Update the data below by replacing "red shorts" with "running shorts" everywhere it appears, leaving everything else unchanged and omitting the pictures.

>> BEGIN

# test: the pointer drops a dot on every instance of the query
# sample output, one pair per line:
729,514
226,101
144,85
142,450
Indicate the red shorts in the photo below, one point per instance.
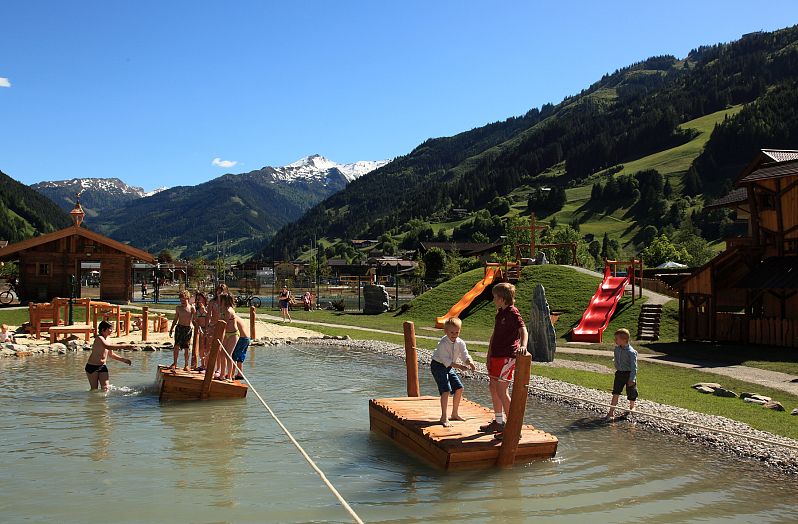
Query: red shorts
501,367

>> END

◆ **WRITTEN REPLY**:
# test: the pointer drops a dot on every instance of the query
# sample output, one pair per line:
729,514
226,101
144,85
142,450
Indicate the running shorts in the photo below, one point per instance.
Query: running shorts
501,367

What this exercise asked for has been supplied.